* _Pointing dataset excerpts_:
##############################

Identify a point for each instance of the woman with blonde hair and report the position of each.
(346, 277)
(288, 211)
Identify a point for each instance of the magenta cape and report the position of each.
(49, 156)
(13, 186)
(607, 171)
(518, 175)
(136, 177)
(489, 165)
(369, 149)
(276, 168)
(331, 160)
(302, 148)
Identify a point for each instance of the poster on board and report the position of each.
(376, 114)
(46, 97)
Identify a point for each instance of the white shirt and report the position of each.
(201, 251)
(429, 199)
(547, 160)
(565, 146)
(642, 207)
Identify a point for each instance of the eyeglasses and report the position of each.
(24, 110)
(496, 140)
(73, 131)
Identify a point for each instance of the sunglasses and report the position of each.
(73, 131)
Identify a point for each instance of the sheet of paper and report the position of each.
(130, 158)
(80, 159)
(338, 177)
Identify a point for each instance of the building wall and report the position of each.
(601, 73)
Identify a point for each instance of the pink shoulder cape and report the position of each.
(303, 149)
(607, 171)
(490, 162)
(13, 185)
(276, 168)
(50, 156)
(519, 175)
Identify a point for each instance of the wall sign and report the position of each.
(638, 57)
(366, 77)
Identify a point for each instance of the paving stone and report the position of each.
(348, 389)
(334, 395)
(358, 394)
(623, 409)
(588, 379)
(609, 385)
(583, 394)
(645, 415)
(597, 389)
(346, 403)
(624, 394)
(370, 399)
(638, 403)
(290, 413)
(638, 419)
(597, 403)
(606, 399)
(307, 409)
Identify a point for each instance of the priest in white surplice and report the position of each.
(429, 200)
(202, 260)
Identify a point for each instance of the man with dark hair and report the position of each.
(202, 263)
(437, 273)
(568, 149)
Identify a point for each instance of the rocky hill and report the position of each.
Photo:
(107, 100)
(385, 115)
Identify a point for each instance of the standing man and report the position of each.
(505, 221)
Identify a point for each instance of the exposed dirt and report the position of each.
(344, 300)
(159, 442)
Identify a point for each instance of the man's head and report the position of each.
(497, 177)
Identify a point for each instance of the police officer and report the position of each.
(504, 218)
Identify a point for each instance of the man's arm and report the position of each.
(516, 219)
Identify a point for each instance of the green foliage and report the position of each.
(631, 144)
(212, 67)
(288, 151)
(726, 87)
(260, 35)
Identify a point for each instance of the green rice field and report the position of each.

##############################

* _To be done_: Make an exact copy of the listing, including every line.

* _Expected answer_:
Identify a point for each instance of the woman with blonde hair and report the position of each.
(346, 277)
(288, 211)
Identify a point for each instance of the magenta cape and report the position of each.
(49, 156)
(13, 186)
(607, 171)
(518, 175)
(136, 177)
(489, 165)
(369, 149)
(276, 168)
(331, 160)
(302, 148)
Identify a point for each instance of the poster on board and report the position of each.
(376, 114)
(46, 97)
Identify a point for each instance of the white shirt and report the position of each.
(201, 251)
(429, 199)
(547, 160)
(565, 146)
(642, 207)
Identify a point for each instance of the eyeglasses and report the position of each.
(24, 110)
(496, 140)
(73, 131)
Identify a point for each instance of the sunglasses and report the position of each.
(73, 131)
Identify a point for each instance of the sheet of paper and report the position of each.
(130, 158)
(80, 159)
(338, 177)
Identify a point for each instance of the building wall and report the position of each.
(601, 73)
Identify a point for each instance of the pink shoulder cape and report the position of each.
(303, 149)
(607, 171)
(490, 162)
(13, 185)
(276, 168)
(50, 156)
(519, 175)
Identify a point for each instance of the wall sign and report the position of each.
(638, 57)
(366, 77)
Identify a point for each instance of the paving stone and report the position of each.
(348, 389)
(334, 395)
(358, 394)
(623, 409)
(588, 379)
(609, 385)
(583, 394)
(645, 415)
(597, 389)
(346, 403)
(624, 394)
(370, 399)
(638, 403)
(290, 413)
(638, 419)
(597, 403)
(606, 399)
(307, 409)
Identify a point for each instance of the priest in white surplice and report the position of each.
(429, 200)
(202, 260)
Identify a point for each instance of the man with dark hair and report the position of each.
(202, 263)
(437, 273)
(568, 149)
Identify a point for each instance of the rocky hill and report the position of each.
Photo:
(107, 100)
(385, 115)
Identify a point for each instance of the standing man and report the position of each.
(505, 221)
Identify a point for each instance of the exposed dirt and report the position of each.
(344, 300)
(159, 442)
Identify a point for each instance of the man's head and report the position of each.
(497, 177)
Identify a point for each instance of the police officer and report the position of each.
(504, 218)
Identify a point for each instance of the man's arm and report the position of each.
(516, 219)
Identify a point for each instance of the green foliage and report the position of each.
(631, 144)
(212, 67)
(288, 151)
(726, 87)
(260, 35)
Identify a point for each instance of the green rice field and report the position of each.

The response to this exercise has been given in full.